Location identification entries
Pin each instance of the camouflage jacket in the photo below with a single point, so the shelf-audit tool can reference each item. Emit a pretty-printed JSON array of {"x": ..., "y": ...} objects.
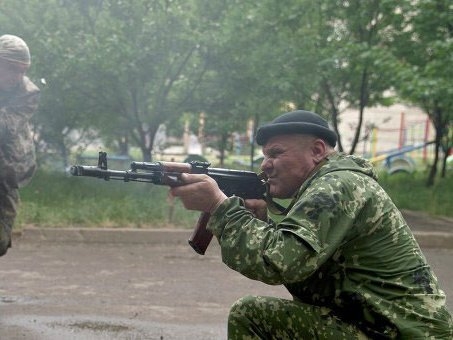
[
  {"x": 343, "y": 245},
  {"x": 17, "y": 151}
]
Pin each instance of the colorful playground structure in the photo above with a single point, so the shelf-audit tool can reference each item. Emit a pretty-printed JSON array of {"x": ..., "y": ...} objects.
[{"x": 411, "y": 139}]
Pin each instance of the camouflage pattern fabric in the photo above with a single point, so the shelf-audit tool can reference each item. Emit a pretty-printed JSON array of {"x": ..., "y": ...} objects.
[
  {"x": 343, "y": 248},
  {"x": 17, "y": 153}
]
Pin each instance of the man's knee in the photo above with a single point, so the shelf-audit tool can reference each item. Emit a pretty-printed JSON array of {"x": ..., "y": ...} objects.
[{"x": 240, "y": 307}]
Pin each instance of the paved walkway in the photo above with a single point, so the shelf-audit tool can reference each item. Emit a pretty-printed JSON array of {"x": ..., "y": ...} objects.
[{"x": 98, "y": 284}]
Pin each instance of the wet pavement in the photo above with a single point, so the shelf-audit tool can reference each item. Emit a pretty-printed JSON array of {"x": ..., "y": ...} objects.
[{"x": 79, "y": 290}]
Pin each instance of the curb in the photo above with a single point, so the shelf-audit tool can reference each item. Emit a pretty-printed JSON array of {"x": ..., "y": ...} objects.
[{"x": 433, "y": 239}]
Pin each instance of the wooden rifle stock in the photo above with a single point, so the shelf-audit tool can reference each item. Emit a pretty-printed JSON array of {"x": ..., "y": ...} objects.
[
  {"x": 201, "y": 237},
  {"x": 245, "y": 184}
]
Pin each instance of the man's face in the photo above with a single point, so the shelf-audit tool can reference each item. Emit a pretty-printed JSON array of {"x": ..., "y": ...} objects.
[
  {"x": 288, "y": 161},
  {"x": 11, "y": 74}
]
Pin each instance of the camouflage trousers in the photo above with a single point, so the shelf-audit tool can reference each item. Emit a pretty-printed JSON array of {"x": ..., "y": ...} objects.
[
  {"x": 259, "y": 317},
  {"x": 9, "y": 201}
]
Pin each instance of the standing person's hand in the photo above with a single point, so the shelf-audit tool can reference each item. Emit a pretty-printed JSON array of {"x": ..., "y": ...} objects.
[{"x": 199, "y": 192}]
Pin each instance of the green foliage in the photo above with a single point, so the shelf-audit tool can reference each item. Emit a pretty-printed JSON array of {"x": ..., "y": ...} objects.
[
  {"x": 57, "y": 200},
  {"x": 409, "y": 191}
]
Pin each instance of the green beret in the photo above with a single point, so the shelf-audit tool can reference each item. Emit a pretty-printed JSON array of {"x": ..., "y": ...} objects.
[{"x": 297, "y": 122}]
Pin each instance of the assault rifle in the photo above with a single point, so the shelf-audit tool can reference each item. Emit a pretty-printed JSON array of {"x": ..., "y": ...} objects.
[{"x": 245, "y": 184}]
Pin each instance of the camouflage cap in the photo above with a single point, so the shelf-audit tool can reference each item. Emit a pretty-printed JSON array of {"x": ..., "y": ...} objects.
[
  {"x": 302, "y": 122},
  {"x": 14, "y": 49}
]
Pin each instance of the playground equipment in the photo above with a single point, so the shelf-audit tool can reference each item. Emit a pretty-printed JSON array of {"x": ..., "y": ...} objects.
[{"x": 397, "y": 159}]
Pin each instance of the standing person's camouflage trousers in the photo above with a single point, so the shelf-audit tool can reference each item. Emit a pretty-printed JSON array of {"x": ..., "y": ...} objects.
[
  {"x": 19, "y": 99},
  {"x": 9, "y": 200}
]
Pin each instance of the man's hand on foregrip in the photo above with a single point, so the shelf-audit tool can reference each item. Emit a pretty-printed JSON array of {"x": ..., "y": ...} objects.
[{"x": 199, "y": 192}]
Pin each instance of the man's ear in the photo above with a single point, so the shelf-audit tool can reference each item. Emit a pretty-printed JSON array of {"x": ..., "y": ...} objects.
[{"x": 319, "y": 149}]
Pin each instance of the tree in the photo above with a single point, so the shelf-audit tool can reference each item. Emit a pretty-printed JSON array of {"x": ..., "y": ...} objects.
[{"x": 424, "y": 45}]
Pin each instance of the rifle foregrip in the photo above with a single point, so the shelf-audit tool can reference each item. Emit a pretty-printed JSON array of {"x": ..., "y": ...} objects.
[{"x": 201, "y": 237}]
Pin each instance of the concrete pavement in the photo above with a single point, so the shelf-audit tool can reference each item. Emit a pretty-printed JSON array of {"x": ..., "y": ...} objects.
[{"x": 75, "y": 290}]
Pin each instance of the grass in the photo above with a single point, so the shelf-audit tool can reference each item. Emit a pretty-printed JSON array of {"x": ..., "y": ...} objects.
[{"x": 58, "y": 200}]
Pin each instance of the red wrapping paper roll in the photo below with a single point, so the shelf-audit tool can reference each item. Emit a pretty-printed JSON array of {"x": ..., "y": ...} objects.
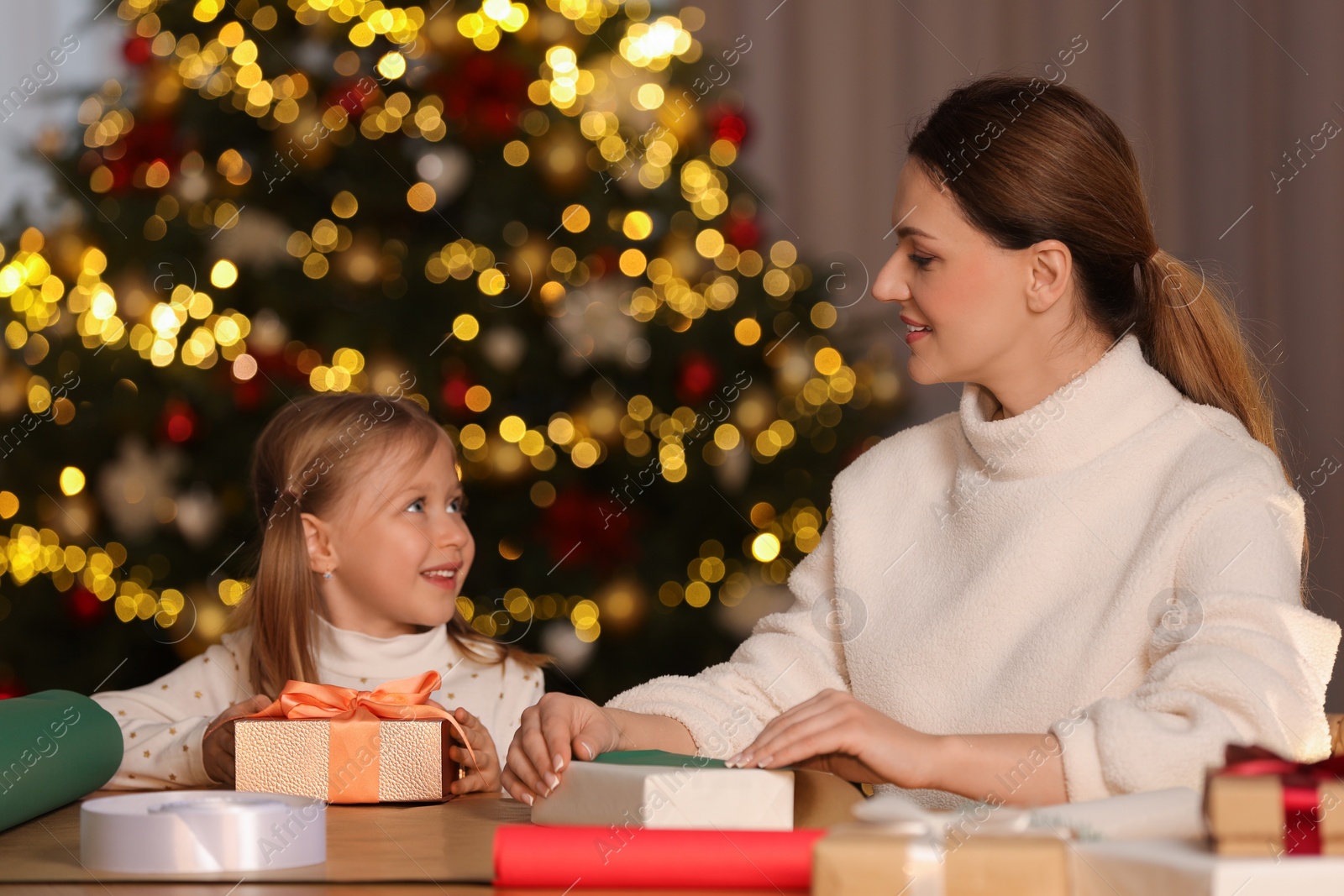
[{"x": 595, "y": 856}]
...
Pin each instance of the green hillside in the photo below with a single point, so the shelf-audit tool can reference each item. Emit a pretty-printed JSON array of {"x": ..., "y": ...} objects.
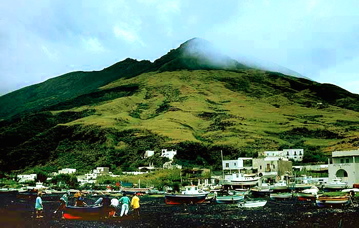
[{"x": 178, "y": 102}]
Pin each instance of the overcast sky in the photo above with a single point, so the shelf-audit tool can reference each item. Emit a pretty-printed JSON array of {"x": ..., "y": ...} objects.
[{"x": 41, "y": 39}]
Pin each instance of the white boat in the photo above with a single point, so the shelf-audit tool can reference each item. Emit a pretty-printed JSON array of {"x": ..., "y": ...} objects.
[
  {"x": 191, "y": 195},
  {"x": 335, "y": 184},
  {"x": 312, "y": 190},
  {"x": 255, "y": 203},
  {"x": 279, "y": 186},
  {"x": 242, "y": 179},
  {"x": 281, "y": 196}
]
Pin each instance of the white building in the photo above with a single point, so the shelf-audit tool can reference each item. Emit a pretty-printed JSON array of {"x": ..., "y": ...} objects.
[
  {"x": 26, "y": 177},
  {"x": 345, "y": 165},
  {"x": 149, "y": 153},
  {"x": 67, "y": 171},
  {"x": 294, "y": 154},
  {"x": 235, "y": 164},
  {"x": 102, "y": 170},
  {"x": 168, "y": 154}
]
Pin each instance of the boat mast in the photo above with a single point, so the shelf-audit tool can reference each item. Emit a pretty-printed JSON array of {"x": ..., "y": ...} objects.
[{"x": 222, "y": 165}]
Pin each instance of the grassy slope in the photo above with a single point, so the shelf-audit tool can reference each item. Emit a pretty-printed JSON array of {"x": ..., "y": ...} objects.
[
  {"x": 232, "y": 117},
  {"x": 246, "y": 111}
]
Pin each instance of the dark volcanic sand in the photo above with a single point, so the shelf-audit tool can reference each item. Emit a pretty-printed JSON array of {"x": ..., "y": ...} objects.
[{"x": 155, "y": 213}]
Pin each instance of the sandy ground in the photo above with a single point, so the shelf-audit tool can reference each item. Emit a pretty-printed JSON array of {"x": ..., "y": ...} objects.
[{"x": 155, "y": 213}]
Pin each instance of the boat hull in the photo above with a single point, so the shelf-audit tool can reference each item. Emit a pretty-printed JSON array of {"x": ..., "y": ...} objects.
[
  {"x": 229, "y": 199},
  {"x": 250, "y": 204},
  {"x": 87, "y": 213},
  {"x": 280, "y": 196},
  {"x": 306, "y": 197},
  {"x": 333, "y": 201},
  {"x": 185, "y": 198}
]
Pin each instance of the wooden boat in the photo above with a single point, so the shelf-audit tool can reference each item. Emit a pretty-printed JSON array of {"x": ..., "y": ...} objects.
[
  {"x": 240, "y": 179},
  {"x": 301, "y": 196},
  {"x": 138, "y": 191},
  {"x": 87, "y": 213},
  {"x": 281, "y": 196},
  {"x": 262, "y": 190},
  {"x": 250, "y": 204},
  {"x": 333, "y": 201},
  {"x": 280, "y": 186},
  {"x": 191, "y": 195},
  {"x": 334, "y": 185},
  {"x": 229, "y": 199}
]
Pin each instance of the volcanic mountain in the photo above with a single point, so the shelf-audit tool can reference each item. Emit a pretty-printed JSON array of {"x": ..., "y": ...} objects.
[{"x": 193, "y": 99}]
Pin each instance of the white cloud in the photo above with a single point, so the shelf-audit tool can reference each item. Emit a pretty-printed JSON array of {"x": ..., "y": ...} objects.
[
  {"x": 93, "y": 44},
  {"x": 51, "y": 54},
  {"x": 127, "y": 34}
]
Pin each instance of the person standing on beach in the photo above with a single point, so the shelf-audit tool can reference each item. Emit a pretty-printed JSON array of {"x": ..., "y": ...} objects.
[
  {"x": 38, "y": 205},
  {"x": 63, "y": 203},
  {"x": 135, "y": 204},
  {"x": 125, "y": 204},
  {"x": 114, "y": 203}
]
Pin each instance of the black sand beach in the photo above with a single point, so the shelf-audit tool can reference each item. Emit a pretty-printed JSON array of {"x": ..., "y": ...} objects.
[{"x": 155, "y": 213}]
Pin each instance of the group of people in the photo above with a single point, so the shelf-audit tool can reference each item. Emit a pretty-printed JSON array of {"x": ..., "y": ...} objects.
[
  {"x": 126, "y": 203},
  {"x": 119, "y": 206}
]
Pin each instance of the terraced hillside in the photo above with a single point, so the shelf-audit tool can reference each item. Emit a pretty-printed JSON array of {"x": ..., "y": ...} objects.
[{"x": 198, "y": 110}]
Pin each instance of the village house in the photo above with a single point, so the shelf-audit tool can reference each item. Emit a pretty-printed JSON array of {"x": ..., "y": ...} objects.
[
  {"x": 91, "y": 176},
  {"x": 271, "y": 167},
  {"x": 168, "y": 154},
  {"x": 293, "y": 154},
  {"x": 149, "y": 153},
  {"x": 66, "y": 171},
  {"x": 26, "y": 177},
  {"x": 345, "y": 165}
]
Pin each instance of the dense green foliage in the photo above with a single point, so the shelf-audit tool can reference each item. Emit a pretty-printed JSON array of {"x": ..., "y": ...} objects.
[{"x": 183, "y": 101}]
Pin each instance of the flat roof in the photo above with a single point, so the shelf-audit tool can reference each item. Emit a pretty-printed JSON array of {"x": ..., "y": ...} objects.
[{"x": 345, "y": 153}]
==
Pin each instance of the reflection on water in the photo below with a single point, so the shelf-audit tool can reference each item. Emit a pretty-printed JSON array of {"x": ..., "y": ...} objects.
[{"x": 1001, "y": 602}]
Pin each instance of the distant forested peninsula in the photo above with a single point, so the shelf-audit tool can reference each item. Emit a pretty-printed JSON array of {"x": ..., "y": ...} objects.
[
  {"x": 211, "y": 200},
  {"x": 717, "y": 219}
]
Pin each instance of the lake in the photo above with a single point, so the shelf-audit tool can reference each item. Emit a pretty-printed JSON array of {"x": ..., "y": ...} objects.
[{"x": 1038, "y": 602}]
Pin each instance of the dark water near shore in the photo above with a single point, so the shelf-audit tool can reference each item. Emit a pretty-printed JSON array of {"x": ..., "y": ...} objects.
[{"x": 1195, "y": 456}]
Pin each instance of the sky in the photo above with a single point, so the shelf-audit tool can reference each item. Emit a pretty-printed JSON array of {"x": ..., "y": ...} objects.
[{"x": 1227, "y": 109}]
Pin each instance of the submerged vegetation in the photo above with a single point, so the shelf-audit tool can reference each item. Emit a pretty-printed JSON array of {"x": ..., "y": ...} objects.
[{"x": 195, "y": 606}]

What you are asked to do:
Please count the lines of the material above that contain the word "dark" and reply with the number alone.

In response:
2